• THE TASK: Could you reproduce the entries word for word, starting at their very beginning and ending at the line that contains "[113,108,341,160]", with that line included and the pictures left out?

-- BEGIN TASK INPUTS --

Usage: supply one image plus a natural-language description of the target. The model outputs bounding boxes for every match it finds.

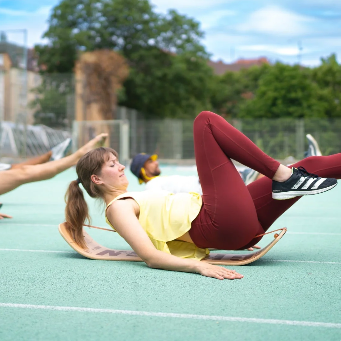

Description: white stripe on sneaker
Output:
[311,178,327,189]
[291,176,306,189]
[301,178,317,189]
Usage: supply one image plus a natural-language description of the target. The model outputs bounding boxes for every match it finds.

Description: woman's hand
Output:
[0,213,12,219]
[198,263,244,279]
[246,245,261,251]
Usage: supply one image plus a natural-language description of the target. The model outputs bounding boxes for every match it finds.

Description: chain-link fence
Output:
[113,108,341,160]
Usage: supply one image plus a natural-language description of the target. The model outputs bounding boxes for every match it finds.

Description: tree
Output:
[211,64,271,118]
[239,63,326,118]
[36,0,212,117]
[311,54,341,117]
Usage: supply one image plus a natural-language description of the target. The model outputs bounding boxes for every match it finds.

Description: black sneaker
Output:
[272,167,337,200]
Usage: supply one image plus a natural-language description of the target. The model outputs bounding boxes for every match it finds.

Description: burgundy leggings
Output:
[189,111,341,250]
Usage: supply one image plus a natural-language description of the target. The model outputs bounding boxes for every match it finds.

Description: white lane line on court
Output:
[0,249,74,253]
[4,223,58,227]
[287,231,341,236]
[0,249,341,264]
[0,303,341,328]
[262,259,341,264]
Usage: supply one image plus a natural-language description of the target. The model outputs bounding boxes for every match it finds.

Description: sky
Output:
[0,0,341,67]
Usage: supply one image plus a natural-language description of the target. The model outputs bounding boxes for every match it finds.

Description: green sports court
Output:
[0,167,341,341]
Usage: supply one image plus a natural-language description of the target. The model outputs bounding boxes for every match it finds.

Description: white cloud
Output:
[236,6,314,36]
[0,6,52,17]
[238,45,310,56]
[197,10,237,30]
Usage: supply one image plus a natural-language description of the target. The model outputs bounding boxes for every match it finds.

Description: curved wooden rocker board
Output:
[59,223,287,265]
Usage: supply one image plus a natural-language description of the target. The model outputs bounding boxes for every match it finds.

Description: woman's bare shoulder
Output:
[107,197,139,214]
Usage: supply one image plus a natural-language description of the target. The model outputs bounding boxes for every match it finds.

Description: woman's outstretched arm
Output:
[107,199,243,279]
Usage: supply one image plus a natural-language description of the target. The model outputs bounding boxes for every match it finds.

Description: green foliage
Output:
[212,55,341,118]
[35,0,213,118]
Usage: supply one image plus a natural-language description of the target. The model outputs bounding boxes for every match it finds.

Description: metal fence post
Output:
[296,119,305,160]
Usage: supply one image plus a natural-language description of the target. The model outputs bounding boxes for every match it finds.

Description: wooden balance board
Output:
[59,223,287,265]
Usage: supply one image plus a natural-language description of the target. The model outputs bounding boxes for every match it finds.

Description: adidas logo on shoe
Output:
[272,167,337,200]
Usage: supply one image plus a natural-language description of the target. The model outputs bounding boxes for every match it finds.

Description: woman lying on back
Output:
[66,112,341,279]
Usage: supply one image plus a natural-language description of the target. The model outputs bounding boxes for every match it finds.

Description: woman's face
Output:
[99,154,129,190]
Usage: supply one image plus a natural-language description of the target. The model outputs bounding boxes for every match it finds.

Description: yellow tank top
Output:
[105,191,209,260]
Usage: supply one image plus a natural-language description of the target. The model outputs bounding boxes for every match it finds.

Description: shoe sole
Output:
[272,183,337,200]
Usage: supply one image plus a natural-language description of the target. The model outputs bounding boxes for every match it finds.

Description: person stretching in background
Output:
[130,134,322,194]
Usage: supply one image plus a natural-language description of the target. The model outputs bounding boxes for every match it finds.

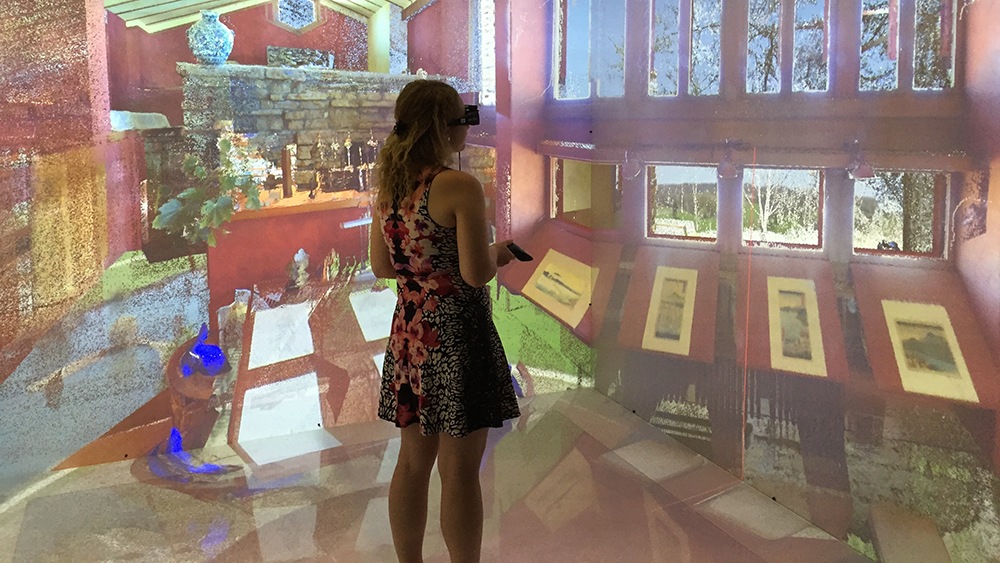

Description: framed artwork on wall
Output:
[767,276,826,377]
[521,249,598,328]
[882,300,979,403]
[642,266,698,356]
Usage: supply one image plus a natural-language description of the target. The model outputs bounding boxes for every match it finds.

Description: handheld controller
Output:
[507,243,534,262]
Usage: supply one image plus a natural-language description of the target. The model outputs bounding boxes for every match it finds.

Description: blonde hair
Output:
[375,80,464,207]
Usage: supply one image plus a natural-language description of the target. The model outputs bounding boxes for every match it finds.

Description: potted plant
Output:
[153,135,262,246]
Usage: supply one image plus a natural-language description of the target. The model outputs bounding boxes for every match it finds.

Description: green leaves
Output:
[153,149,263,246]
[199,196,235,228]
[153,199,183,232]
[182,154,201,175]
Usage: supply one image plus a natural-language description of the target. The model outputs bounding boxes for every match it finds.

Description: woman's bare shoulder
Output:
[434,170,483,200]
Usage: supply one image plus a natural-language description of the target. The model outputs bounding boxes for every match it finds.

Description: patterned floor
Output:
[0,389,869,563]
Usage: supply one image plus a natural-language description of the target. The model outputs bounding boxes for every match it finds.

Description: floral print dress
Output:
[378,168,521,438]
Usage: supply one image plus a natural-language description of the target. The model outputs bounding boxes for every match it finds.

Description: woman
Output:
[371,80,520,563]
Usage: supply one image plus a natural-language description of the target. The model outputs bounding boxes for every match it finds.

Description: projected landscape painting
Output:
[0,0,1000,563]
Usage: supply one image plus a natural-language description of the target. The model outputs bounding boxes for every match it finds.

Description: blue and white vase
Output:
[187,10,236,66]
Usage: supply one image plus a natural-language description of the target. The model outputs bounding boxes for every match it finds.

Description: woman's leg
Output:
[438,428,489,563]
[389,423,438,563]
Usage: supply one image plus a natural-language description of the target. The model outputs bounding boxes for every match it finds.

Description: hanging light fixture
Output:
[717,139,740,180]
[847,139,875,180]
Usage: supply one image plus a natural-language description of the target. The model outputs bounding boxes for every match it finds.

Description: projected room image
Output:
[0,0,1000,563]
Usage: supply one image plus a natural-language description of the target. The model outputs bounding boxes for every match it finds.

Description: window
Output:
[743,168,823,248]
[688,0,722,96]
[274,0,323,34]
[552,158,622,230]
[553,0,625,100]
[747,0,781,94]
[649,0,680,96]
[647,166,719,241]
[913,0,955,90]
[792,0,830,92]
[649,0,722,96]
[476,0,497,106]
[854,172,948,256]
[858,0,899,91]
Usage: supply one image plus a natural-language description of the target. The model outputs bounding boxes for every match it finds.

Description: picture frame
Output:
[642,266,698,356]
[882,299,979,403]
[521,249,599,329]
[767,276,827,377]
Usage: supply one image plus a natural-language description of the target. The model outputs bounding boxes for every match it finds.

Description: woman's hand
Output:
[490,240,514,268]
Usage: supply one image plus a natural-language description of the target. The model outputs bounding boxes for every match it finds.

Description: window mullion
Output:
[625,0,653,103]
[778,0,795,94]
[677,0,693,97]
[719,0,750,100]
[897,0,916,92]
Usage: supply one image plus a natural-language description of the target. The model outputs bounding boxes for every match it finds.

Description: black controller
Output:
[507,243,534,262]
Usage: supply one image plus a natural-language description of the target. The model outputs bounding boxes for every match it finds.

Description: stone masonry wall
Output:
[177,63,474,170]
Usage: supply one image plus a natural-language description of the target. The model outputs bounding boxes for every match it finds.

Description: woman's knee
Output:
[437,428,488,479]
[396,424,440,473]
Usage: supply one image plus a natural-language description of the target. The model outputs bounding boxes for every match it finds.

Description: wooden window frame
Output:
[547,155,625,233]
[740,166,824,252]
[643,162,720,245]
[851,169,954,260]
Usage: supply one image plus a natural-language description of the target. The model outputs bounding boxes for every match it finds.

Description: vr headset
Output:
[448,106,479,127]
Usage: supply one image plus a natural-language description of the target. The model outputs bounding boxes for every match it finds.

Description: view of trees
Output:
[649,166,719,239]
[743,168,822,246]
[913,0,955,89]
[854,172,944,253]
[648,0,680,96]
[644,0,722,96]
[792,0,829,92]
[858,0,899,90]
[747,0,781,94]
[590,0,625,98]
[688,0,722,96]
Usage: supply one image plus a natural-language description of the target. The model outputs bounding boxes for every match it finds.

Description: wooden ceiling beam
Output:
[319,0,372,23]
[135,0,270,26]
[136,0,272,33]
[403,0,437,20]
[104,0,191,14]
[112,0,223,21]
[344,0,385,14]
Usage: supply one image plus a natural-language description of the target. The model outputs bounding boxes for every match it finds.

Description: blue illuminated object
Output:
[181,323,230,377]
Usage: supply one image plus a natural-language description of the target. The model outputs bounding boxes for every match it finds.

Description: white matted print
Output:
[521,249,598,328]
[642,266,698,356]
[882,300,979,403]
[247,301,315,369]
[239,372,340,465]
[767,276,826,377]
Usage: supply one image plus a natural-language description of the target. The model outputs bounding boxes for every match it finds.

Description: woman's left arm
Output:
[368,206,396,279]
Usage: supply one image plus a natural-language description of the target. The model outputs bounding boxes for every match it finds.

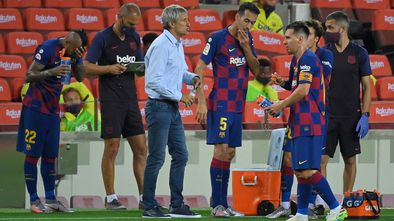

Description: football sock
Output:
[210,158,231,208]
[24,155,39,202]
[41,157,56,200]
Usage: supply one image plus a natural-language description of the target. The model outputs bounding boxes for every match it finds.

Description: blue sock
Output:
[210,158,230,208]
[41,157,56,200]
[308,172,339,209]
[281,166,294,202]
[24,156,39,202]
[297,178,312,215]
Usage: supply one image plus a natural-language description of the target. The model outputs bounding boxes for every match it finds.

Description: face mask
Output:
[324,32,341,44]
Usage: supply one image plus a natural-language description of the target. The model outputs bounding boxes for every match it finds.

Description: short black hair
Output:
[72,29,88,47]
[238,2,260,16]
[142,32,159,45]
[286,21,309,38]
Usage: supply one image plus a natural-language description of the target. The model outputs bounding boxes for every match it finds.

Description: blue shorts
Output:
[207,111,242,148]
[291,136,323,170]
[16,106,60,157]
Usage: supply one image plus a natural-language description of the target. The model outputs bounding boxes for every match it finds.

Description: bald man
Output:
[17,31,87,213]
[85,3,147,210]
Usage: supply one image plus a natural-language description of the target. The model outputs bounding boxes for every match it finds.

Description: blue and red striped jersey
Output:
[201,28,256,112]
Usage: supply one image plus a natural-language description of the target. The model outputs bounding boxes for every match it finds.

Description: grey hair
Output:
[161,5,187,30]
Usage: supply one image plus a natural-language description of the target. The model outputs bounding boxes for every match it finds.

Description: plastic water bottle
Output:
[60,57,71,84]
[256,95,283,118]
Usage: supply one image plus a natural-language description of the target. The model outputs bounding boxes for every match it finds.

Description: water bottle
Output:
[256,95,282,118]
[60,57,71,84]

-- END TASK INPUTS --

• WORKED SOLUTION:
Usage: supply one image plus a natural-language description of the target. The model outputs bounding boxes for every match it finds.


Description: white stripe on sneaker
Output:
[311,178,327,189]
[291,176,306,189]
[301,178,317,189]
Usage: supply one image plus a natural-language description of the target. The model outputs bounding boxes for every match it finds.

Description: woman's hand
Output:
[0,213,12,219]
[198,263,244,279]
[246,245,261,251]
Usage: supply one image plus a natural-language description of the target. The model outputs bounding boxes for every match it finds.

Description: chain-link fence
Output:
[113,108,341,160]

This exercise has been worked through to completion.